◆ **Problem to work on**
Here is the listing. Report each line in it that contains the string "signal".

◆ **Information shown**
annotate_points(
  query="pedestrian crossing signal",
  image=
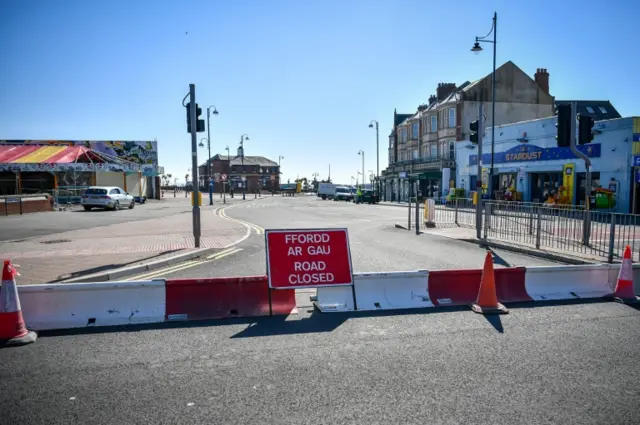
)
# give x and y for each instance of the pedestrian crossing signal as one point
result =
(473, 135)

◆ **Solved exercise**
  query="pedestrian crossing signal",
# give x and y for each instance of the pedestrian crossing signal as one point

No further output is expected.